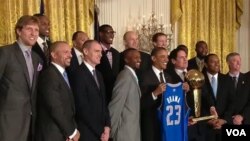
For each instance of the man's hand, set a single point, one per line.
(75, 138)
(190, 121)
(105, 134)
(185, 87)
(160, 89)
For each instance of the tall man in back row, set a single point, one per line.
(19, 69)
(110, 61)
(42, 44)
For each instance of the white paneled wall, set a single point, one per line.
(122, 15)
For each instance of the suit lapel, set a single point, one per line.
(21, 60)
(35, 65)
(136, 81)
(92, 77)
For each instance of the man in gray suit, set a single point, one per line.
(125, 102)
(19, 69)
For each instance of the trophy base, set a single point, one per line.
(204, 118)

Problem description: Retype the line containing "For each instance of the trophy" and all the lines after it, ending with the final line of the material, exactly.

Answer below:
For each instance of the trophy base, set a single point, one per line.
(204, 118)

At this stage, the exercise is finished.